Open Access
Facilitating engagement with PrEP and other HIV prevention technologies through practice‐based combination prevention
Author(s) -
Skovdal Morten
Publication year - 2019
Publication title -
journal of the international aids society
Language(s) - English
Resource type - Journals
SCImago Journal Rank - 2.724
H-Index - 62
ISSN - 1758-2652
DOI - 10.1002/jia2.25294
Subject(s) - psychological intervention , medicine , treatment as prevention , human immunodeficiency virus (hiv) , pre exposure prophylaxis , action (physics) , disease prevention , antiretroviral therapy , men who have sex with men , nursing , environmental health , family medicine , viral load , syphilis , quantum mechanics , physics
Abstract Introduction Recent years have witnessed a rapid expansion of efficacious biomedical HIV prevention technologies. Promising as they may be, they are largely delivered through standard, clinic‐based models, often in isolation from structural and behavioural interventions. This contributes to varied, and often poor, uptake and adherence. There is a critical need to develop analytical tools that can advance our understandings and responses to the combination of interventions that affect engagement with HIV prevention technologies. This commentary makes a call for practice‐based combination HIV prevention analysis and action, and presents a tool to facilitate this challenging but crucial endeavour. Discussion Models and frameworks for combination HIV prevention already exist, but the process of identifying precisely what multi‐level factors that need to be considered as part of a combination of HIV interventions for particular populations and settings is unclear. Drawing on contemporary social practice theory, this paper develops a “table of questioning” to help interrogate the chain and combination of multi‐level factors that shape engagement with HIV prevention technologies. The tool also supports an examination of other shared social practices, which at different levels, and in different ways, affect engagement with HIV prevention technologies. It facilitates an analysis of the range of factors and social practices that need to be synchronized in order to establish engagement with HIV prevention technologies as a possible and desirable thing to do. Such analysis can help uncover local hitherto un‐identified issues and provide a platform for novel synergistic approaches for action that are not otherwise obvious. The tool is discussed in relation to PrEP among adolescent girls and young women in sub‐Saharan Africa. Conclusions By treating engagement with HIV prevention technologies as a social practice and site of analysis and public health action, HIV prevention service planners and evaluators can identify and respond to the combination of factors and social practices that interact to form the context that supports or prohibits engagement with HIV prevention technologies for particular populations.
● ● ● ● ●
- Exercise: Please list the headings that divide the abstract in the PrEP article listing. Draw only on the PrEP article listing, not on the material.

- Given information:
● ● ● ● ●
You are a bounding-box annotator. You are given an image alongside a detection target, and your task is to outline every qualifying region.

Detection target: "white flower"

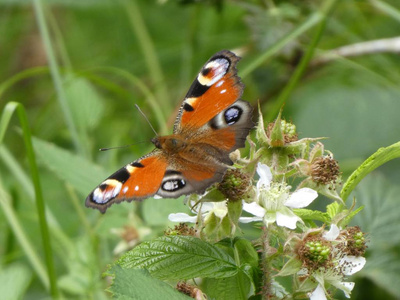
● ● ● ● ●
- Answer below: Introduction, Discussion, Conclusions